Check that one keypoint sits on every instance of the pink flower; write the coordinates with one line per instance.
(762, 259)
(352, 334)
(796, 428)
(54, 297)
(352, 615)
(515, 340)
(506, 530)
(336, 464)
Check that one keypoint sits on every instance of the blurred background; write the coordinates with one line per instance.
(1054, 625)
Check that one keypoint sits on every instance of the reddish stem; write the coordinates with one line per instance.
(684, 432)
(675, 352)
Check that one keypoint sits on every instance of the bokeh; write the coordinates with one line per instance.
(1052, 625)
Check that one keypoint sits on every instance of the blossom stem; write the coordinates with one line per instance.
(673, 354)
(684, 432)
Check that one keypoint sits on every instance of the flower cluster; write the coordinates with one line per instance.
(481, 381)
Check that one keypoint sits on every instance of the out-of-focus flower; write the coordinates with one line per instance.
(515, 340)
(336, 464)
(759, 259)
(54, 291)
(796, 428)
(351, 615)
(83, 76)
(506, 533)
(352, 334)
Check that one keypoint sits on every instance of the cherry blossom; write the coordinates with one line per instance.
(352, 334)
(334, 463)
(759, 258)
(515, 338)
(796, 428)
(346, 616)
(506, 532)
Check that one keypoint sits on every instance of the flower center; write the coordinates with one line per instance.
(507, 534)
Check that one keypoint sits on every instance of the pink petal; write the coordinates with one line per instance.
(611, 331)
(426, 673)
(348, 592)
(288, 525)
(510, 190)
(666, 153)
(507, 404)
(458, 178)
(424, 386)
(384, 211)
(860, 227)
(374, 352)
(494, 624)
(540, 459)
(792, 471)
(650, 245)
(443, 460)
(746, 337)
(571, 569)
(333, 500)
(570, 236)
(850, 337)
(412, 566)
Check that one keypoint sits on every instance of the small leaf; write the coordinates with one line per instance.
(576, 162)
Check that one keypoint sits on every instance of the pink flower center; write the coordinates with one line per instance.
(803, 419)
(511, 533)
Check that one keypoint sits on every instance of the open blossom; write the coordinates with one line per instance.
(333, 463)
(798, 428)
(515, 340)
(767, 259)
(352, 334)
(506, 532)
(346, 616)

────────────────

### Exercise
Please output all of the records above as a two-column CSV with the header columns "instruction" and "keypoints". Give one row per record, with its text in the first column and its answer in the second, each in a single quoted field with any line breaks replaced by spaces.

### Solution to this problem
instruction,keypoints
"Check that one keypoint sits on every instance of the pink flower; write the coordinates with one line per instance.","(762, 259) (352, 334) (796, 428) (54, 297) (352, 615) (515, 340) (506, 530) (336, 464)"
"Check that one keypoint sits on every instance of the blurred background; write the coordinates with one line per instance.","(1054, 625)"
"Check that one keypoint sits on every instance of the reddish stem; write the coordinates with one line per instance.","(684, 432) (675, 352)"
"Check that one keypoint sits on every instance of the bokeh; write the coordinates with one line per instance.","(1052, 625)"
"Check that one keypoint sits on every instance of the blossom stem; write the coordinates with one line per instance.","(673, 354) (684, 432)"
"Check that one keypoint sits on every instance of the flower cluster; write the coordinates with one line per instance.","(481, 381)"
"Check that one keypoint sits on every instance of the out-of-focus flower; write the coordinates with one line per instance.","(515, 340) (336, 464) (759, 259) (54, 291) (796, 428) (351, 615) (83, 76) (506, 533) (352, 334)"
"Check that one keypoint sits on every instance of the cherry blossom; write the coordinates with one line per instance.","(352, 334) (334, 463) (759, 258) (515, 338) (796, 428) (346, 616) (506, 532)"
"Check that one keypoint sits on every instance of the flower center; write the coordinates with one line per instance.","(507, 534)"
"Check that one keypoint sits on every instance of the pink petal; write the coordinates with one line per instance.","(611, 331) (426, 673) (348, 592) (288, 525) (510, 190) (666, 153) (507, 404) (458, 178) (424, 386) (384, 211) (860, 227) (374, 352) (494, 624) (540, 459) (792, 471) (650, 245) (443, 460) (746, 337) (571, 569) (333, 500) (570, 236) (850, 337) (412, 566)"
"Check that one keypoint sits on every instance of the small leaf; write the coordinates with one line per instance.","(576, 162)"
"Check that one keypoint sits on every instance of the pink flower center; write the coordinates with one line per instance.","(803, 419) (511, 533)"
"Check that one keypoint sits on every instance of the open blossom; write the coordinates with one line per instance.","(333, 463) (798, 428) (515, 340) (767, 259) (352, 334) (506, 532) (346, 616)"